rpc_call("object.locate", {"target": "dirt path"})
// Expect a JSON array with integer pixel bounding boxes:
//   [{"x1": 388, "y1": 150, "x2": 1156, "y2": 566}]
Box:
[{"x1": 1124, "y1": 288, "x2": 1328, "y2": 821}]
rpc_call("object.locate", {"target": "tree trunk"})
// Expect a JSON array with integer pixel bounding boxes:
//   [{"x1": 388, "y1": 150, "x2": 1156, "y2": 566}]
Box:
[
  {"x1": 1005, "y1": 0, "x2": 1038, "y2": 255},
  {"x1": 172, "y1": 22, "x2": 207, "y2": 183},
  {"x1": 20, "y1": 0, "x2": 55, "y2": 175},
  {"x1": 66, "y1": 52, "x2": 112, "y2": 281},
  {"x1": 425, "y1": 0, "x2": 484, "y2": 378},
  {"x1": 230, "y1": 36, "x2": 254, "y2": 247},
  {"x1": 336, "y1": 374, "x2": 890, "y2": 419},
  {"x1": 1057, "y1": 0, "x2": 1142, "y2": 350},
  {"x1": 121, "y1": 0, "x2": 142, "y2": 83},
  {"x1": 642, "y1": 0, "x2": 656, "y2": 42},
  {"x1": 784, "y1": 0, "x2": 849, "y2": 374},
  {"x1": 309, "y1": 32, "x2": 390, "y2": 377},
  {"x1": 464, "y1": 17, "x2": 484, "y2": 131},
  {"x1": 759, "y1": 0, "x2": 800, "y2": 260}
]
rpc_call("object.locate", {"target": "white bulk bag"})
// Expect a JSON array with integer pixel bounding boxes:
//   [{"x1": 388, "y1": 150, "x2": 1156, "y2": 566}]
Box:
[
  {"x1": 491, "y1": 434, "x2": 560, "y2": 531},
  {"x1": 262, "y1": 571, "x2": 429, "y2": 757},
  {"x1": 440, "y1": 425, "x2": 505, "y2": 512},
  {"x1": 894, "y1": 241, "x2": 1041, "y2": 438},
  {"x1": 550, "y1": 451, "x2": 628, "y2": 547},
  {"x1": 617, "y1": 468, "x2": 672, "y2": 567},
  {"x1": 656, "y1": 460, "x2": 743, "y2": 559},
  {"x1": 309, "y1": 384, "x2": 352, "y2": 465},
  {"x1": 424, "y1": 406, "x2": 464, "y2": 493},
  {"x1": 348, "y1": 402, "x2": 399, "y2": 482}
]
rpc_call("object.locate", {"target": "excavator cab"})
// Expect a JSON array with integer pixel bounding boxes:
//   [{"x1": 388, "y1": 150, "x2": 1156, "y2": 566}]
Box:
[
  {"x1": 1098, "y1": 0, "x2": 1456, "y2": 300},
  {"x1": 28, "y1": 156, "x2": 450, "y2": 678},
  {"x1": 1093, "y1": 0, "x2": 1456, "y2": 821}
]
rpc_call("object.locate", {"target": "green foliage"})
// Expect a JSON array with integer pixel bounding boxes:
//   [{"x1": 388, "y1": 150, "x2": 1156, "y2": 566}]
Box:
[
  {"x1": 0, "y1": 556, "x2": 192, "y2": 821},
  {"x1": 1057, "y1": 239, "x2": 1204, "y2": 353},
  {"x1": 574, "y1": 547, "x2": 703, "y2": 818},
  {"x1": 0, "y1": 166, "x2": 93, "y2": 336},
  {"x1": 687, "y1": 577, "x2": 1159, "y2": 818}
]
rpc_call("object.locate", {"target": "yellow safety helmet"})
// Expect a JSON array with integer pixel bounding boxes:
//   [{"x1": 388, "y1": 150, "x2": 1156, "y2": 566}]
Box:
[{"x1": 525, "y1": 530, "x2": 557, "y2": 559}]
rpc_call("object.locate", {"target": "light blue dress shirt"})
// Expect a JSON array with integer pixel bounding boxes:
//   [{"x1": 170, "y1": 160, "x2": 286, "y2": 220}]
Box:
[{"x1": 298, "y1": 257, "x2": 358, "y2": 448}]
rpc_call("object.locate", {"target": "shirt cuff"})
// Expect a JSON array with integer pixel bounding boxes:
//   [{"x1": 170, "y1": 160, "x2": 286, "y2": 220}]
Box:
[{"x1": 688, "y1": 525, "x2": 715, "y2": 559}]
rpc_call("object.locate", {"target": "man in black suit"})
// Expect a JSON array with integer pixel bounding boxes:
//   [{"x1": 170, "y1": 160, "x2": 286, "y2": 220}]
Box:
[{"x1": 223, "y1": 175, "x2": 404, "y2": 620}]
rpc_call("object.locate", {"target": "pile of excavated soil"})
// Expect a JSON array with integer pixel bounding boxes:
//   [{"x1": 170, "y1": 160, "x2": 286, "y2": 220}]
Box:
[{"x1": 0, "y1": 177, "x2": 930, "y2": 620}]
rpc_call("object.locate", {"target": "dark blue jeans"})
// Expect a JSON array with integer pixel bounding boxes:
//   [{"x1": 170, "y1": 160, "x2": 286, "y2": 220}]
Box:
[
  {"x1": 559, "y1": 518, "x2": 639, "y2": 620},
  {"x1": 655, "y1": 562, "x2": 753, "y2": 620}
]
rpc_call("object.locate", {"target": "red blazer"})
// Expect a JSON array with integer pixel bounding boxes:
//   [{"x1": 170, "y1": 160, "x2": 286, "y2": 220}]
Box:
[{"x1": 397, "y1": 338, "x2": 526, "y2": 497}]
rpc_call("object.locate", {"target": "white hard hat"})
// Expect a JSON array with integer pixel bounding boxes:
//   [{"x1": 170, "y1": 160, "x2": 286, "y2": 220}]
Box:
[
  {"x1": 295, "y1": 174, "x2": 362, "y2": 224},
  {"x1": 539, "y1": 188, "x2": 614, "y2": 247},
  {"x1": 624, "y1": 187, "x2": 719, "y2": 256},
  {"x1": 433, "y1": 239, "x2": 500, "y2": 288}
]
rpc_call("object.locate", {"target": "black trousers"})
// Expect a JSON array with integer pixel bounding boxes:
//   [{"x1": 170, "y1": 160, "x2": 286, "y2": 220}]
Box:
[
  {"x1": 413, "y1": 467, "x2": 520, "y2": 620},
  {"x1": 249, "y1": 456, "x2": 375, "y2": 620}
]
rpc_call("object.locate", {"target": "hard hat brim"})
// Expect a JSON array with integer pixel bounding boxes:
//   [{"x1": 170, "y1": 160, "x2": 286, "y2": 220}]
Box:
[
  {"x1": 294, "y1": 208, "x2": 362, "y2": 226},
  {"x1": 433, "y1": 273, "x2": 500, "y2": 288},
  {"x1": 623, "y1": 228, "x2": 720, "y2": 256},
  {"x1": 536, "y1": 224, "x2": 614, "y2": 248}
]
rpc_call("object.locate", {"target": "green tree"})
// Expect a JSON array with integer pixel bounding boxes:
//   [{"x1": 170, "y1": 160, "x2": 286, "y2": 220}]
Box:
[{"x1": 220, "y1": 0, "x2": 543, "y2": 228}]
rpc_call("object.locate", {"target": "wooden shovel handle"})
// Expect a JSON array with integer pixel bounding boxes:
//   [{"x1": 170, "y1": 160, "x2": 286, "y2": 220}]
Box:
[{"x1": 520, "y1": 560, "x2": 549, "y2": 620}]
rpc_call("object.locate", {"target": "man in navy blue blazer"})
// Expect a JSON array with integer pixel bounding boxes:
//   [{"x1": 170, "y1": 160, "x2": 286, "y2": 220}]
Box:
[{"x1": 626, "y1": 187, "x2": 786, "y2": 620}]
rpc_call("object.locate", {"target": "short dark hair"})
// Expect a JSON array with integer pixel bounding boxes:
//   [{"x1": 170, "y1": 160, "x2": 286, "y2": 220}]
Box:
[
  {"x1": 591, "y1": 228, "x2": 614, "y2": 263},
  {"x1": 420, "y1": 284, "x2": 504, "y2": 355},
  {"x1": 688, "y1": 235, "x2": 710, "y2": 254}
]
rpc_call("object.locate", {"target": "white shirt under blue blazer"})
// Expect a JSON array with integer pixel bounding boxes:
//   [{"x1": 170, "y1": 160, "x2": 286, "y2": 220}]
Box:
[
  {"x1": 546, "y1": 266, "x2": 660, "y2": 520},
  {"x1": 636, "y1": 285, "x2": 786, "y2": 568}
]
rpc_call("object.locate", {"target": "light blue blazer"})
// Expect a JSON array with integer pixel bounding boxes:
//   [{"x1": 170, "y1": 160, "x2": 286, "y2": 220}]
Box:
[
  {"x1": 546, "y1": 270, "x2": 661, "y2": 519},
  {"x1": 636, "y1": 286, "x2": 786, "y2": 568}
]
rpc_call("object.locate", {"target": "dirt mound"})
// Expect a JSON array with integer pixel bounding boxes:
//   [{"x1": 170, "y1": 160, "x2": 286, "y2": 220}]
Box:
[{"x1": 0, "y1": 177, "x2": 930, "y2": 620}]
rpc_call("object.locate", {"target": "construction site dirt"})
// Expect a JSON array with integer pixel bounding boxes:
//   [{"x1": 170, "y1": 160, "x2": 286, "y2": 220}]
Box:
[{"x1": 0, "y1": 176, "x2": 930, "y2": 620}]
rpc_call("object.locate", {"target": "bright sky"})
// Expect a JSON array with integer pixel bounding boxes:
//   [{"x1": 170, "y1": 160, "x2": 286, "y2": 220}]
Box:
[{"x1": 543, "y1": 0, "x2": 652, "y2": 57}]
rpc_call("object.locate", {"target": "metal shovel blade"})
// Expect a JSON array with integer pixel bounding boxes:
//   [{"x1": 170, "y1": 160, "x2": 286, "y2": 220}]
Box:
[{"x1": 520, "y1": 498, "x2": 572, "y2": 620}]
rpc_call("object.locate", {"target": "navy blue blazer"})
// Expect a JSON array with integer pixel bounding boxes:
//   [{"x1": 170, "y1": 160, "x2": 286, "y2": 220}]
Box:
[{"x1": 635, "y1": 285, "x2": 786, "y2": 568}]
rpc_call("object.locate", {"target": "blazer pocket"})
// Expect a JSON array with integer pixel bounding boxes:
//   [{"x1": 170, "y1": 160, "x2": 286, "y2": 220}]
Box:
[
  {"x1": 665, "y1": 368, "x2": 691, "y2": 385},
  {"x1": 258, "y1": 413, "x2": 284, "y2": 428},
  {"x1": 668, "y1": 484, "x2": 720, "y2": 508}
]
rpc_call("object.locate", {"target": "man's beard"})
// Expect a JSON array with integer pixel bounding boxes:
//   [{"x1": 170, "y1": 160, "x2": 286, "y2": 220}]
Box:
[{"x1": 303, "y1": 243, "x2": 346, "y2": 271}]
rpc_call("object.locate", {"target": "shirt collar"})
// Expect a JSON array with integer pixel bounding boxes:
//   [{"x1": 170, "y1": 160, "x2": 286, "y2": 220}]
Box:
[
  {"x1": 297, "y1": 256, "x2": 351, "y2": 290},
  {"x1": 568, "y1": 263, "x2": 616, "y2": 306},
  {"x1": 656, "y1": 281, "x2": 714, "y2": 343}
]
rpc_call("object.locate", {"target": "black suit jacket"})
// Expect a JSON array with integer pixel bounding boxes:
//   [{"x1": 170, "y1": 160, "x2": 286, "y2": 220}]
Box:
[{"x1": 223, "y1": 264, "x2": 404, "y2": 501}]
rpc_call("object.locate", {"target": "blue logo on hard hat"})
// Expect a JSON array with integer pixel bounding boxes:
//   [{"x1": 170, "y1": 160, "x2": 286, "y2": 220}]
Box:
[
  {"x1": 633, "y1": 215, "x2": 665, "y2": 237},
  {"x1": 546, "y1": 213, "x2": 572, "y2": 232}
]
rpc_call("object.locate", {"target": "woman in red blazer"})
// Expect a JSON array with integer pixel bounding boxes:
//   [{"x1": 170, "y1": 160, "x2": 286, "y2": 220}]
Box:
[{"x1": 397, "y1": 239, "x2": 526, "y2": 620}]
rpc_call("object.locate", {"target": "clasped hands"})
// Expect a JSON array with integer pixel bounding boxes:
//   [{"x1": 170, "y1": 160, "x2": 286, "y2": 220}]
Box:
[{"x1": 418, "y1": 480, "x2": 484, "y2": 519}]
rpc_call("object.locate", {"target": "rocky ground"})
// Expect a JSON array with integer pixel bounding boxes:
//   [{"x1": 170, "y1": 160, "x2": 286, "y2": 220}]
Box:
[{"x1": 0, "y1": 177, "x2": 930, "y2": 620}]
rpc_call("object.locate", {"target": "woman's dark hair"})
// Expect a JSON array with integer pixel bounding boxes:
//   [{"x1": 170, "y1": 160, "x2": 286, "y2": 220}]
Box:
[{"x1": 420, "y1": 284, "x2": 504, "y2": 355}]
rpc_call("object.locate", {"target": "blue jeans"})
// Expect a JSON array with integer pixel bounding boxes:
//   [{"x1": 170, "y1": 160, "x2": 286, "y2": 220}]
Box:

※

- Istruzioni esercizio -
Quali righe del materiale contengono la parola "shovel"? Individuale e ricopiale tutte.

- Esercizio svolto -
rpc_call("object.locate", {"target": "wooden shovel handle"})
rpc_call("object.locate", {"target": "metal shovel blade"})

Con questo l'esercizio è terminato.